▶ **Task objective**
Please return the lines of the data that contain "blue".

▶ **Raw data**

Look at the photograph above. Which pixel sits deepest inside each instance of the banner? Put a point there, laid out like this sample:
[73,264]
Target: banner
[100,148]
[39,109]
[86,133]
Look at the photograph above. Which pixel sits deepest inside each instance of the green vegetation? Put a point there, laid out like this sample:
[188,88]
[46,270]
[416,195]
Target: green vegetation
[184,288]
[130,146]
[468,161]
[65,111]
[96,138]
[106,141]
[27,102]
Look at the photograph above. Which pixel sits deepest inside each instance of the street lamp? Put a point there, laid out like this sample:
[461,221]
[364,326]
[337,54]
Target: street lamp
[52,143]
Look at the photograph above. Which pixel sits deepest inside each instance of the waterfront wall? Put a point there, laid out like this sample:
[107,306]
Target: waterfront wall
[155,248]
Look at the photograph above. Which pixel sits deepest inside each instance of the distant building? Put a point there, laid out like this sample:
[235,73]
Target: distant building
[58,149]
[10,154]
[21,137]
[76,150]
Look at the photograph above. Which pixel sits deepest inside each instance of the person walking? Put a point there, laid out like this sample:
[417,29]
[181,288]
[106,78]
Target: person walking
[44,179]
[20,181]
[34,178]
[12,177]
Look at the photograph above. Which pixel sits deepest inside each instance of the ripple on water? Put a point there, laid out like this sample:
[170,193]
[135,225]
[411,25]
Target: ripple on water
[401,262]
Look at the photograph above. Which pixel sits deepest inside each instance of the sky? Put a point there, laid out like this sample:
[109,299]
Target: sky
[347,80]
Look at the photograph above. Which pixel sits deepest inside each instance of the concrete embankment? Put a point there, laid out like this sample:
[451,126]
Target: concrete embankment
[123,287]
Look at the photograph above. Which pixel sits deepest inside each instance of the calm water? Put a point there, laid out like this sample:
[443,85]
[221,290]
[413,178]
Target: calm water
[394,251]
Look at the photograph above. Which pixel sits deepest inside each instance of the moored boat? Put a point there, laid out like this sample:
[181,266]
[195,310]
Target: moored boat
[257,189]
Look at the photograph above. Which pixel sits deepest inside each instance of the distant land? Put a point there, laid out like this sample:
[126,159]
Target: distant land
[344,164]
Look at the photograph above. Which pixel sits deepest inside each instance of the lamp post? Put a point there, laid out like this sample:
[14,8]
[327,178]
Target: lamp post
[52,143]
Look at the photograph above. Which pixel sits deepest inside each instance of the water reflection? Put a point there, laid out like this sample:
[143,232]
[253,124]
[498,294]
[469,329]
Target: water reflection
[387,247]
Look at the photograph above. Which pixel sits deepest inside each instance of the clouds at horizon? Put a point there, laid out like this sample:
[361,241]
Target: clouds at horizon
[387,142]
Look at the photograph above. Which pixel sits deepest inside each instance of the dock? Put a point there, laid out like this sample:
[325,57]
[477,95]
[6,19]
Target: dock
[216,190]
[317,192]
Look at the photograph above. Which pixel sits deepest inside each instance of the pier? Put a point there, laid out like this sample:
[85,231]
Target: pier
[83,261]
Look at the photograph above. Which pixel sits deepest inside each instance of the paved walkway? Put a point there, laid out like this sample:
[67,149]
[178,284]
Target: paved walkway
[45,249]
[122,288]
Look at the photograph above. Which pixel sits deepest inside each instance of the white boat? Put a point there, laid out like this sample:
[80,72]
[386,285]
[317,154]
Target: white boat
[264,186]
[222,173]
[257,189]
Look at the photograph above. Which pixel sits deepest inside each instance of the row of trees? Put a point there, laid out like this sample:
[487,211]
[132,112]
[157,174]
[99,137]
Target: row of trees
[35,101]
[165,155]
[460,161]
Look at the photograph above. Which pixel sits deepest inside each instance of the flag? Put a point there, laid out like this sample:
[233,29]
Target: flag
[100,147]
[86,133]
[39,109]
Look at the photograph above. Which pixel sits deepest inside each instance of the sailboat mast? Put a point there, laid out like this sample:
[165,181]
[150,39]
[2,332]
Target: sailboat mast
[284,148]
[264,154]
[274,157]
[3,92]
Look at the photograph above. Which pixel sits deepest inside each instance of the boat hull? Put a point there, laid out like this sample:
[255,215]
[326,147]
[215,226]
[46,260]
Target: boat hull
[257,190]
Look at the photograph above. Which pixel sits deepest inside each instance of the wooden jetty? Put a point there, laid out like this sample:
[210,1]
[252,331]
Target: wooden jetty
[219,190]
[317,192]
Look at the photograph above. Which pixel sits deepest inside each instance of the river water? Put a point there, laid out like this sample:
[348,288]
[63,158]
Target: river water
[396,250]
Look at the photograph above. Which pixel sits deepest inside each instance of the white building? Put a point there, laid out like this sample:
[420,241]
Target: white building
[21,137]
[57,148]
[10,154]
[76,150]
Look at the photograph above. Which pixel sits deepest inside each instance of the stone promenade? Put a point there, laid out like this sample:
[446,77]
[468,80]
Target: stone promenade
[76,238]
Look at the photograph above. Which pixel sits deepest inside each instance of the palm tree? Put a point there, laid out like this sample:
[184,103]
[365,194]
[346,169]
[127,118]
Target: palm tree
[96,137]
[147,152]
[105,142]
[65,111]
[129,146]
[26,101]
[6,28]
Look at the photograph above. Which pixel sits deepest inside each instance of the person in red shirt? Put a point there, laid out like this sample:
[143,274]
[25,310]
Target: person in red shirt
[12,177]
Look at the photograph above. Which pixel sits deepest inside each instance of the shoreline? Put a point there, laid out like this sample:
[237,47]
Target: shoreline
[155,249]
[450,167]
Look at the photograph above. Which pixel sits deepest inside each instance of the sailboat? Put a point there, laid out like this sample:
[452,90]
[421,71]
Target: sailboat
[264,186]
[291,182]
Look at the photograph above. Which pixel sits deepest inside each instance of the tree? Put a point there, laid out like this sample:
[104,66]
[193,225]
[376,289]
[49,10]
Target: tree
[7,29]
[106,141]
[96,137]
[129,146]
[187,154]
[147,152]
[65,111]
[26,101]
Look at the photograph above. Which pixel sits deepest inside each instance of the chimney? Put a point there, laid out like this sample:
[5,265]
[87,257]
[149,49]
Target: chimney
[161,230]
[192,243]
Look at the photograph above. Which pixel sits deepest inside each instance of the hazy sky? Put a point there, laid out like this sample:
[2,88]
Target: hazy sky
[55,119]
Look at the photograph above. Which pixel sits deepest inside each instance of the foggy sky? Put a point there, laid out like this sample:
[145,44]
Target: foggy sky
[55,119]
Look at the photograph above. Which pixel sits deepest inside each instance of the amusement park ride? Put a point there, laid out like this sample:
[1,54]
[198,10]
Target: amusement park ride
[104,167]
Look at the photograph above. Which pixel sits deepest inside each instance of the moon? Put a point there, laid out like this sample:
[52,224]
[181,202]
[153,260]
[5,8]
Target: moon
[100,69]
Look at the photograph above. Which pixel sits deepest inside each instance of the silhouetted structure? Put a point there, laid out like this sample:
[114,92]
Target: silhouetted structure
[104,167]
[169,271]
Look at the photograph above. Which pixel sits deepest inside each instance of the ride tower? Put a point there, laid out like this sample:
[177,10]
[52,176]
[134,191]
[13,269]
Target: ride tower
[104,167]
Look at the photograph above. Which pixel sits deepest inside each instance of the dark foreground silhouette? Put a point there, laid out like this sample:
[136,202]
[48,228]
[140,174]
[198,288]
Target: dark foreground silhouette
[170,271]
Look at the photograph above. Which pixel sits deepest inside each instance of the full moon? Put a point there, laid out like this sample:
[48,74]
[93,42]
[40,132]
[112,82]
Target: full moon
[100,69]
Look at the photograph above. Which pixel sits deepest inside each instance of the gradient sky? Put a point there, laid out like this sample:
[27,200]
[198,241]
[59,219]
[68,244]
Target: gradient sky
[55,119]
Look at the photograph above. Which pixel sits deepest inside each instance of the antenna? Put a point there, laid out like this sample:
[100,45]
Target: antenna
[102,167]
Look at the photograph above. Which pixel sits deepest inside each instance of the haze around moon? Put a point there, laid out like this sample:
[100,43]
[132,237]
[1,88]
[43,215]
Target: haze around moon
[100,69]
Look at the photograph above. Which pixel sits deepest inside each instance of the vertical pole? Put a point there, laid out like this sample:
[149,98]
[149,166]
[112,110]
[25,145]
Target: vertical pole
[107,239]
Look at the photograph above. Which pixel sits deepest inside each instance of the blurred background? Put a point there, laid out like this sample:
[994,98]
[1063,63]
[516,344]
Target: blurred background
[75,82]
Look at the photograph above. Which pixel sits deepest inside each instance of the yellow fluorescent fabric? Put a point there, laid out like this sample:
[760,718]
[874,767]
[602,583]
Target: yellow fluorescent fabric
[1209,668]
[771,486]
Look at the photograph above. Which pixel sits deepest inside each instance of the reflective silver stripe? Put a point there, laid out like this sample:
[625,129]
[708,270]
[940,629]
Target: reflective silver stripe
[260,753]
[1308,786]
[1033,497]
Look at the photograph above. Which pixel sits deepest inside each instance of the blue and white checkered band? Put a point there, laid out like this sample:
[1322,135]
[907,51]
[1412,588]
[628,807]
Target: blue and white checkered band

▶ **Exercise output**
Look at the photograph above. Which pixel sits deepest inside each instance of the blue and white checkered band? Put a point there, laid out like this sample:
Target: blue and white checkered band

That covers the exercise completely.